__Task description__.
Would you extract the whole listing below and retype it exactly?

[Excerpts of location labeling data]
--------------------

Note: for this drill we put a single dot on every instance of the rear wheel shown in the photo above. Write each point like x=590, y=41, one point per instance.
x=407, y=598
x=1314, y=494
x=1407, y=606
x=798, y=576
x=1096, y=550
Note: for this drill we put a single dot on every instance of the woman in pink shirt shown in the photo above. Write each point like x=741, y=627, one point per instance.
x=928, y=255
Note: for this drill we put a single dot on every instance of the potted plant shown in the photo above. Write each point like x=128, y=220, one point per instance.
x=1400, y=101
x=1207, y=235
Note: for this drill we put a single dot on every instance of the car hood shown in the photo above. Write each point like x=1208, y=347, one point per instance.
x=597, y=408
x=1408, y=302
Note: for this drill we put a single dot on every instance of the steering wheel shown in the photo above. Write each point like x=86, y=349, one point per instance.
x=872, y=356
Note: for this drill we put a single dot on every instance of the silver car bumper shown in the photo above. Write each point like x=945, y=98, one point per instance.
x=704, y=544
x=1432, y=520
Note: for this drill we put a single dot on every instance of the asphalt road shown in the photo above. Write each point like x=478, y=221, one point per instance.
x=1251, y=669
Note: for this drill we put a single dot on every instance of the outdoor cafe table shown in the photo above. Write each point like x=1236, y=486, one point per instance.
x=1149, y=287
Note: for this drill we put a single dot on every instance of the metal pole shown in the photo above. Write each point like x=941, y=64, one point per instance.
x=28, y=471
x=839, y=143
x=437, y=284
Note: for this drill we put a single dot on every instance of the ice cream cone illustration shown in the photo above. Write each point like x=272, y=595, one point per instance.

--------------------

__Result for this exercise__.
Note: for this drill we put a single dot on every instance of the rear wheel shown in the photo above. Write each point like x=590, y=41, one point per instance.
x=407, y=598
x=1314, y=494
x=1407, y=606
x=798, y=576
x=1096, y=550
Note: for this drill we put a single dot on every instance of the woman in pink shirt shown in the photo above. Write each point like x=741, y=627, one point per instance.
x=928, y=255
Note: for this drill we put a single dot on every instance of the potted plant shown in the photo above. Write each point like x=128, y=220, one point per instance.
x=1400, y=101
x=1207, y=235
Note: for this drill we put a single dot on every instance of the car hood shown in the photo above. Write each point like x=1208, y=347, one point per instance.
x=597, y=408
x=1408, y=302
Note: for this drill we put a single dot on every instance of the steering wheel shown in the photo above. Write each point like x=86, y=349, one point per instance.
x=872, y=356
Note: for this drill we put a single dot on every instance of the silver car bumper shown in the photo above. Write each point like x=945, y=98, one point per instance.
x=704, y=544
x=1432, y=520
Note: for this drill we put a single dot on every instance of the asphalt road shown in the photo above. Write each point like x=478, y=221, one point per instance.
x=1251, y=669
Note: for this drill we put a single dot on every instance of the outdoor cafe table shown in the photo above. Write each point like x=1236, y=486, one point per instance.
x=1149, y=287
Note: for this drill we put a single dot on every instance of the metal pole shown in the photo above. Write each point like x=941, y=64, one point per instance.
x=28, y=471
x=839, y=143
x=437, y=284
Note: for this drill we put a single dot on every instance of the ice cream cone illustration shown in the photo above. Write each point like x=272, y=595, one point per instance.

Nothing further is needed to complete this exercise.